GOAL OF THE EXERCISE: Extract every line of the items below that contains the word "blue", and treat case as significant when matching.

RECORDS TO PROCESS:

● ● ●

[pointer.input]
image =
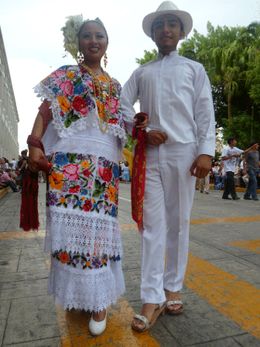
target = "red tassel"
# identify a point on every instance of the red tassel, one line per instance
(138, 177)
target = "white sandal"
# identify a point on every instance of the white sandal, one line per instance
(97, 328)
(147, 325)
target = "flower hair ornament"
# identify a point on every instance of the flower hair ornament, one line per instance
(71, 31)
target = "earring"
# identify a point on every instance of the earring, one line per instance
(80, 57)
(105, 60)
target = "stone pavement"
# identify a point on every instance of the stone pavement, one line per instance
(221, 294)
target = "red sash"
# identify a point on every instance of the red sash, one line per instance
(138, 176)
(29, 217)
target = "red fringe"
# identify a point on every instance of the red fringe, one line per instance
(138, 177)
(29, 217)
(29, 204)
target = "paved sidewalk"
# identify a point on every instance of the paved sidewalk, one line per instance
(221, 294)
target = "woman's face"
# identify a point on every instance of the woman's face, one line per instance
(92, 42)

● ● ●

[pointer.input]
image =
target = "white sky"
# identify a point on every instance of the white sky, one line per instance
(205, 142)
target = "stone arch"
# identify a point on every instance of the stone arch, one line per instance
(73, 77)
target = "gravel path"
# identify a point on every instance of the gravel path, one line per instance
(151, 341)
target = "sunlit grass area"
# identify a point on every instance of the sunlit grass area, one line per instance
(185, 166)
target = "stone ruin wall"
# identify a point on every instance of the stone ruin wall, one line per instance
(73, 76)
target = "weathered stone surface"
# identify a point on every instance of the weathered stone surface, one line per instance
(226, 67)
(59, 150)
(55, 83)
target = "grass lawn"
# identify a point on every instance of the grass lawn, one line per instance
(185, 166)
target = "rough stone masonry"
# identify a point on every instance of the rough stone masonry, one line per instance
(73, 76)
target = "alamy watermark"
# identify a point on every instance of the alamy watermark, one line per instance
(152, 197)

● ● ●

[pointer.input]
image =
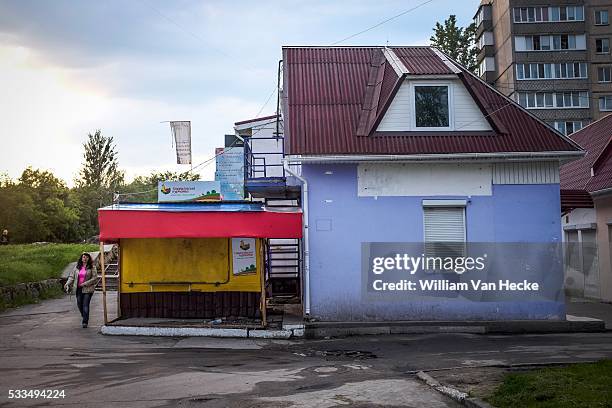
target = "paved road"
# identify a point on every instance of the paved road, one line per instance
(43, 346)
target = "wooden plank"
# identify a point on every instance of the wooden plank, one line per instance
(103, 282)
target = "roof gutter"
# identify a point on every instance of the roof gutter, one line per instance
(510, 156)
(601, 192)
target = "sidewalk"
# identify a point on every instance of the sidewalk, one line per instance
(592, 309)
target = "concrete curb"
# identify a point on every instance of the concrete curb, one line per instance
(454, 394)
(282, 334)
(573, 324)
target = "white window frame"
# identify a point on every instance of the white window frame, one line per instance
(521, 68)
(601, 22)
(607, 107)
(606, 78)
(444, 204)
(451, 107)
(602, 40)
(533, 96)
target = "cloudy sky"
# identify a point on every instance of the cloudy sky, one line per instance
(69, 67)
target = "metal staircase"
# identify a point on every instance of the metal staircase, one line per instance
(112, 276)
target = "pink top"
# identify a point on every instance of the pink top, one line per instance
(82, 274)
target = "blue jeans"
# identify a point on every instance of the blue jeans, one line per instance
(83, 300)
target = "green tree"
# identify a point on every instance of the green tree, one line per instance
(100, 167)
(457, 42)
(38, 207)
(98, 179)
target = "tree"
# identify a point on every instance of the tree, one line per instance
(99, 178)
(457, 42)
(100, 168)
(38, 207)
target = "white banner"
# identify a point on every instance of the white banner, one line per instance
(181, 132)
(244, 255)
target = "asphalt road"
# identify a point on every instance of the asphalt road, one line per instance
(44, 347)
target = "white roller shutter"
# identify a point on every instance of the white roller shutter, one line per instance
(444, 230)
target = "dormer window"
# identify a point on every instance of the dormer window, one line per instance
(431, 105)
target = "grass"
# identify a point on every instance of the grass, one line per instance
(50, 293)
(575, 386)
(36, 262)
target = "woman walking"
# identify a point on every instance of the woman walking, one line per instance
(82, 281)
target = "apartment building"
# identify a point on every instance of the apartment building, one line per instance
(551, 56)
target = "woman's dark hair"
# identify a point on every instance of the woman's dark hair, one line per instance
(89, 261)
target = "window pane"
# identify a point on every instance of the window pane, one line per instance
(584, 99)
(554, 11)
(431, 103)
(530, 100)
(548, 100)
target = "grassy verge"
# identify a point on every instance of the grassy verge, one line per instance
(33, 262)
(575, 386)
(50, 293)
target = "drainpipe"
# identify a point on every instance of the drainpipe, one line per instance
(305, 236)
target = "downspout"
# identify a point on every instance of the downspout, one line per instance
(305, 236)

● ● ●

REPLY TO THE EXERCISE:
target = "blue jeans"
# identify a point on every instance of the blue jeans, one line per instance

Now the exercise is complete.